— Action item —
Set out the records from the start through the line holding "box: [356, 142, 408, 155]", inclusive, as a Markdown table with columns n and Line. Give each line's row number under n and the line under Line, and leave out any blank lines.

— Given records —
+ + + + +

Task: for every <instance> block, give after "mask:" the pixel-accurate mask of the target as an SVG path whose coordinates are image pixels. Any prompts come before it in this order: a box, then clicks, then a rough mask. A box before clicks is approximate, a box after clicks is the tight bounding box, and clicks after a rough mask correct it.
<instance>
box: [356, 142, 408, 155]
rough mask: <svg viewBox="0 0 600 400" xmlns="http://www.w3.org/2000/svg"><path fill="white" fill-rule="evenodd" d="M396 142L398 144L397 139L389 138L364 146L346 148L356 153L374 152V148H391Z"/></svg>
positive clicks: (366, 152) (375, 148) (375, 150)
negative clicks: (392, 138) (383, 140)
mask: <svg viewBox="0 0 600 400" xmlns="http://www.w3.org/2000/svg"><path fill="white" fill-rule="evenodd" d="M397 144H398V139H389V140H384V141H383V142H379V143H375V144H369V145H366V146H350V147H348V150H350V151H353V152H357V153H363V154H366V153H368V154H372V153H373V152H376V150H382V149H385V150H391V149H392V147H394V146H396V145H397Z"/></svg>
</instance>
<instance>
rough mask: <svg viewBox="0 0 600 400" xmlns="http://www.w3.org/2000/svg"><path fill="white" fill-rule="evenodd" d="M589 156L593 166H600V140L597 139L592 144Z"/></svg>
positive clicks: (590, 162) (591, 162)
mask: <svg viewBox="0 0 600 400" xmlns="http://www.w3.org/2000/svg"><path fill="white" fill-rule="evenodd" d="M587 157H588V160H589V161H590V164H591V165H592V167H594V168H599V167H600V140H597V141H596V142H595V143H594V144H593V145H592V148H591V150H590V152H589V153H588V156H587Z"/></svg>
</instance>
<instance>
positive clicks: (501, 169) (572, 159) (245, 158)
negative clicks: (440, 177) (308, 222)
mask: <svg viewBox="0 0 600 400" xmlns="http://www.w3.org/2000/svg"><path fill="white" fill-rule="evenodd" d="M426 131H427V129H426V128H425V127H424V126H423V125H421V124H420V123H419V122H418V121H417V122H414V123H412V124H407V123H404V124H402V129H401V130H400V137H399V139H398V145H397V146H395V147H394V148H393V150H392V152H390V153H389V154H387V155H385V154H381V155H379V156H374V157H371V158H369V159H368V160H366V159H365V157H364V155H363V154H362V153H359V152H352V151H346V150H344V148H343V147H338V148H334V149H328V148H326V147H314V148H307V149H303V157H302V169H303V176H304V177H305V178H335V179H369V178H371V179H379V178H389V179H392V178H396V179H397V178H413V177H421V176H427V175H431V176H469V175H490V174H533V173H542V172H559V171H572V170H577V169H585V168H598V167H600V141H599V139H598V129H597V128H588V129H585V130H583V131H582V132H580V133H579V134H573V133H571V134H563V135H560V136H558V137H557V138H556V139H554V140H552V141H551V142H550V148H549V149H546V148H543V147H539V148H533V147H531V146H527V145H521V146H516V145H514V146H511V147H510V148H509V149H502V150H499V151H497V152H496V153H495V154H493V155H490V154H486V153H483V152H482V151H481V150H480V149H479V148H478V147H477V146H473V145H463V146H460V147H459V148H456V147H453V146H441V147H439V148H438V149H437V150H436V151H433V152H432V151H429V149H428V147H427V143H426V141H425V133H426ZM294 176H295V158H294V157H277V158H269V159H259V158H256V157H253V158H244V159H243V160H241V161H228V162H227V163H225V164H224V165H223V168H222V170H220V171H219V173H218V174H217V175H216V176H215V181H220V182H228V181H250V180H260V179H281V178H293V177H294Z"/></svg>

+ + + + +

— Result —
| n | Line |
|---|---|
| 1 | Task: for every <instance> block, give after "mask:" the pixel-accurate mask of the target as an SVG path whose coordinates are image pixels. Any prompts come before it in this order: a box, then clicks, then a rough mask. A box before clicks is approximate, a box after clicks is the tight bounding box, and clicks after a rough mask correct it. |
| 2 | <instance> |
| 3 | box: [356, 142, 408, 155] |